#### SELECTED EXTRACT:
###
Dear Students and Colleagues,

Last June, in the wake of George Floyd’s brutal murder in Minneapolis and so many other killings that further energized the Black Lives Matter movement, we at Drexel committed ourselves to joining communities and institutions across the nation in confronting the ongoing challenge of racism and inequality, including on our own campus. At the same time that we formed our Anti-Racism Task Force to evaluate and develop proposals in 11 areas of university life, we also commissioned a team of outside experts at 21CP Solutions, who had worked with other leading universities to evaluate and improve their approaches to public safety, to conduct an in-depth review of the Drexel University Police Department (DUPD)

Now that 21CP Solutions has completed its work, we are, as promised, sharing their full report with the University community while simultaneously announcing steps we will immediately begin taking to implement its key recommendations. The 98-page report is robust in detail, representing the culmination of many months of work and the critical contributions of approximately 550 individuals, including Drexel and West Philadelphia community members and stakeholders. We are grateful for the forthright engagement of so many of you who participated, and we believe the resulting report sets a new standard in depth, candor and transparency. We hope you will take the time to read and digest it all. But for today, in addition to highlighting its key findings, we want to announce that Marla Gold, MD, professor, dean emerita of the Dornsife School of Public Health, and recently named senior vice provost for Community Health and Chief Wellness Officer, will lead the implementation of the single largest recommendation by 21CP: that we at Drexel together engage in an inclusive, community-driven process of reimagining public safety — systematically defining what public safety is and how it might best be provided, both on our own campus and in our West Philadelphia neighborhoods.
###
#### SUPPLIED DATA:
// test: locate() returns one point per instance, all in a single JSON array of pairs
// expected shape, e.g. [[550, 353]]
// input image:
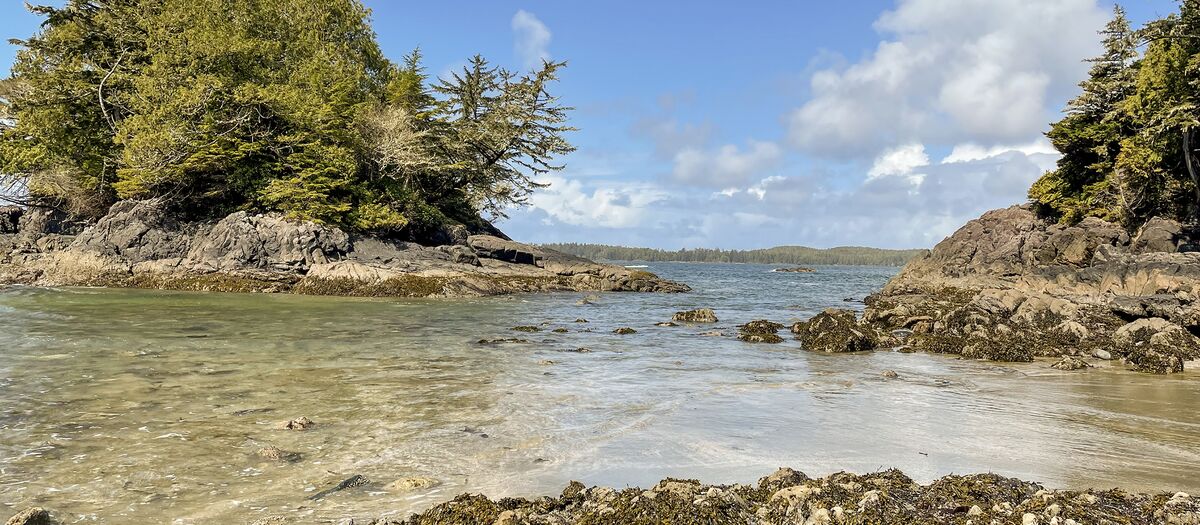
###
#### WORK INSTRUCTIONS:
1 - Rewrite the paragraph of the Drexel public safety letter that begins "Now that 21CP Solutions has completed its work" as a short bulleted list that keeps its main facts.
2 - Write the next part of the Drexel public safety letter, starting right after its last sentence.

#### RESULTS:
1 -
- 21CP Solutions has finished its work. Its full report is being shared with the University community, along with steps that will start right away to carry out its key recommendations.
- The 98-page report is the result of many months of work and input from about 550 people, including Drexel and West Philadelphia community members and stakeholders.
- The writers thank those who took part and say the report sets a new standard in depth, candor and transparency. They hope readers will read all of it.
- Along with highlighting the key findings, the letter announces that Marla Gold, MD, will lead the work on 21CP's single largest recommendation. She is a professor, dean emerita of the Dornsife School of Public Health, and recently named senior vice provost for Community Health and Chief Wellness Officer.
- That recommendation is an inclusive, community-driven process of reimagining public safety. The process will define what public safety is and how it might best be provided, both on campus and in the West Philadelphia neighborhoods.

2 -
The report itself, which you can find on the Office of Equality and Diversity website [PDF], reveals that Drexel is certainly not immune to the deeply divided experiences and perceptions that community members have about the police, often along racial lines. This racial divide, reflected by both long historical experience and so many recent high-profile cases of anti-Black violence, is unacceptable to us as a university community, as we know it is to the leadership and dedicated members of the DUPD. Our goal is to create a teaching and learning community that feels safe and truly welcoming to everyone. And by starting with this candid accounting of where we have fallen short and what we can do better, we are determined to reach that goal together.

Review Process

From August 2020 through April 2021, 21CP conducted interviews and focus groups, collected additional feedback from the community provided via a dedicated email address and phone line, and gathered and analyzed data focused on key areas as outlined in an October 2020 message. A Drexel steering committee with representation from students, faculty and professional staff worked with the team and provided oversight throughout the process. We want to thank everyone who participated in this process, including: the team from 21CP Solutions; Associate Vice President for Student Success MacKenzie Luke, and the other members of the Drexel steering committee; Vice President and Chief of Police Eileen Behr and her Drexel Public Safety team; and all the focus groups, students, faculty, professional staff and community members who shared their stories.

Report Findings

21CP’s report is a rich, detailed and often sobering read reflecting the complex and varied experiences of both the Drexel police and the community members they are here to protect. The DUPD was established in its current form in the aftermath of the tragic mass shooting at Virginia Tech more than a dozen years ago, a moment of heightened national concern about campus security. Sadly, the years since have too often validated such safety concerns across our country. We are deeply grateful for the hard work and dedication of our DUPD officers, dispatchers and public safety personnel who have worked, especially this past year, to keep our campus community safe during an unprecedented pandemic. Many of you who contributed feedback for 21CP’s review shared stories of positive experiences with our police officers and dispatchers, as well as appreciation for their presence on campus and their responsiveness in times of need and at a time of widespread concern about rising crime in our city.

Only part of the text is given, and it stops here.